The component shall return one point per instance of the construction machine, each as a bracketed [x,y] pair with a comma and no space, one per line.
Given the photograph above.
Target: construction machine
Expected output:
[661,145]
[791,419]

# # # # #

■ **REQUIRED ACTION**: Exact copies of all entries are what's needed here.

■ **SOLUTION TO THIS TASK**:
The component shall return one point per instance of the construction machine, each as a bracketed [x,y] pair with a comma and no space, one per line.
Given the photograph above.
Target: construction machine
Expected output:
[661,145]
[791,419]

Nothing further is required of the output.